◆ What you have to do
Could you copy every record below exactly as it is written?

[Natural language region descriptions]
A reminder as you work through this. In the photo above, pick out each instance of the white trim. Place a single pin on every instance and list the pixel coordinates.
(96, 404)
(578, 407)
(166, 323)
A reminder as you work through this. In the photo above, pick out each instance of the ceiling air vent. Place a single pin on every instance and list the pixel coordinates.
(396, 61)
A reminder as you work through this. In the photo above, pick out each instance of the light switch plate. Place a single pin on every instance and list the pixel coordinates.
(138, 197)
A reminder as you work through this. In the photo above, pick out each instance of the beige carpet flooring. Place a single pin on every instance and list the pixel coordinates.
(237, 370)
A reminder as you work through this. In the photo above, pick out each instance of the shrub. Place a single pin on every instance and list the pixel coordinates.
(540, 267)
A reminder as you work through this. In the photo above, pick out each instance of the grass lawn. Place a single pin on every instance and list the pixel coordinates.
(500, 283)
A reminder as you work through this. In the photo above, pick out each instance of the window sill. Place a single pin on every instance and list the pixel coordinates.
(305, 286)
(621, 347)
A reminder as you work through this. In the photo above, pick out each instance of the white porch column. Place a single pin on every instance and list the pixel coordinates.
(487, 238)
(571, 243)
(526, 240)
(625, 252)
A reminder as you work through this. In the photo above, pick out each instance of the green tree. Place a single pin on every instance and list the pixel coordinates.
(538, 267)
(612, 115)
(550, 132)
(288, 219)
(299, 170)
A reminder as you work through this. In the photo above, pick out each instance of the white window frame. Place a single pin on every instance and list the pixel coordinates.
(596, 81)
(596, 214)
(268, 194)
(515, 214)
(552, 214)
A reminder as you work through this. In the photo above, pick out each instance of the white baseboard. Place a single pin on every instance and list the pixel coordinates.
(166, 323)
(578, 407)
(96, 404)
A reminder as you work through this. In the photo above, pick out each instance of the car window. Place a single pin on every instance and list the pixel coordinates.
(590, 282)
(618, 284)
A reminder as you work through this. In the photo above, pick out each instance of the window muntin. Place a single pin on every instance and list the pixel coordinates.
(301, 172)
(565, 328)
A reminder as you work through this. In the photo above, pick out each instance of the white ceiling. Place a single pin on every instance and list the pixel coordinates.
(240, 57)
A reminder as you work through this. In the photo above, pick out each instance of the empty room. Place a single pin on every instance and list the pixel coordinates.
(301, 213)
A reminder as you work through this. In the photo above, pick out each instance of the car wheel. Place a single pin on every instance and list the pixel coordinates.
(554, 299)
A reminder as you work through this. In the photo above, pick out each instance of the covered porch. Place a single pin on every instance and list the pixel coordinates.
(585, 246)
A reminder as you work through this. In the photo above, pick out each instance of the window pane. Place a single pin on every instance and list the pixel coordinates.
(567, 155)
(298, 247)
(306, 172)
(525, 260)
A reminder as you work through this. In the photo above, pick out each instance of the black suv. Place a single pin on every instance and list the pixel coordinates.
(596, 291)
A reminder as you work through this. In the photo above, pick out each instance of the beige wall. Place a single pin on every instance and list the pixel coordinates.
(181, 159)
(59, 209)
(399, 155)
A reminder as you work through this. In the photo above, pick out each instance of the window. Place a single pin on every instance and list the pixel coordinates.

◆ Written answer
A reminder as you work through this. In the photo above, pick out each instance of the white trim. Place a single pin on every instance and list the pixel coordinates.
(96, 404)
(578, 407)
(166, 323)
A reminder as you work through this. In the photo above, pick out each instance of the ceiling air vent. Place a single pin on every instance and list the pixel coordinates.
(396, 61)
A reminder as you work through this. In the photo above, pick out each instance of the light switch plate. Place a single pin on every instance and list the pixel coordinates.
(138, 197)
A reminder as you work through this. In the photo above, pick out each instance of the beige carpet flooring. Place a single pin on every instance and list the pixel coordinates.
(237, 370)
A reminder as you work through this. In the photo above, pick out each instance of the shrub. Place a single pin on every instance and list the pixel coordinates.
(540, 267)
A reminder as you work through this. In the photo above, pick out each instance of the grass lawn. Place a single pin on every instance and list the pixel coordinates.
(500, 283)
A reminder as you work through this. In the photo above, pick out each instance of the window sill. Place a single pin on every instance and list the pixel coordinates.
(305, 286)
(621, 347)
A reminder as you work through this. In the photo above, pick out each instance of the white porch column. Place a single pin on every instance and list the pixel coordinates.
(487, 238)
(571, 243)
(526, 240)
(625, 252)
A reminder as you work through this. In the photo above, pick out each instance of the green tree. Place a single pin on every instance and list the pixel coordinates.
(538, 267)
(612, 115)
(550, 132)
(288, 219)
(299, 170)
A reminder as you work through this. In the photo above, pick out each instance of the white window frame. Place a single pin on every instance and list the pixel coordinates.
(596, 81)
(596, 214)
(268, 194)
(515, 214)
(552, 214)
A reminder as you work through this. In the photo above, pick out each instance of the white baseboard. Place a single pin on every instance and list the pixel coordinates.
(166, 323)
(578, 407)
(96, 404)
A reminder as you work through this. In the photo above, pick out each instance of the car window. Place a single pin on every instance and list the pixel coordinates.
(590, 282)
(618, 284)
A reminder as you work through this. In the photo above, pick out each instance of the window muntin. Place a single pin on every instance and list the pixel coordinates.
(301, 172)
(565, 328)
A reminder as you work through this. In the photo above, pick out each instance of the white ceiling. Place a single pin on every instance and list the pixel coordinates.
(240, 57)
A reminder as you work through this. In the photo above, pick out each instance of the empty room. Place a single pin on every instance and list the pixel coordinates.
(301, 213)
A reminder as you work through this. In the photo above, pick out each instance of the car wheel. Place a single pin on every instance and list the pixel coordinates.
(554, 299)
A reminder as you work through this. In the photo above, pick out each instance of the covered porch. Place a single pin on every instance and list the pixel coordinates.
(585, 246)
A reminder as you work through this. In the photo above, pick out each instance of the window pane. Place a single pin on every instance and list the pixel coordinates.
(567, 155)
(298, 247)
(306, 172)
(525, 260)
A reminder as you work through this. In the photo above, pick out each instance of the black suv. Place a single pin on every instance and list the pixel coordinates.
(596, 291)
A reminder as you work through this. In the photo above, pick out each instance of the beige wall. Place a single pin on every instance and list the pixel coordinates.
(181, 159)
(59, 209)
(399, 155)
A reminder as you work through this. In the photo above, pick out each instance of the window. Place a single pin on every instance and list the pixel coordinates.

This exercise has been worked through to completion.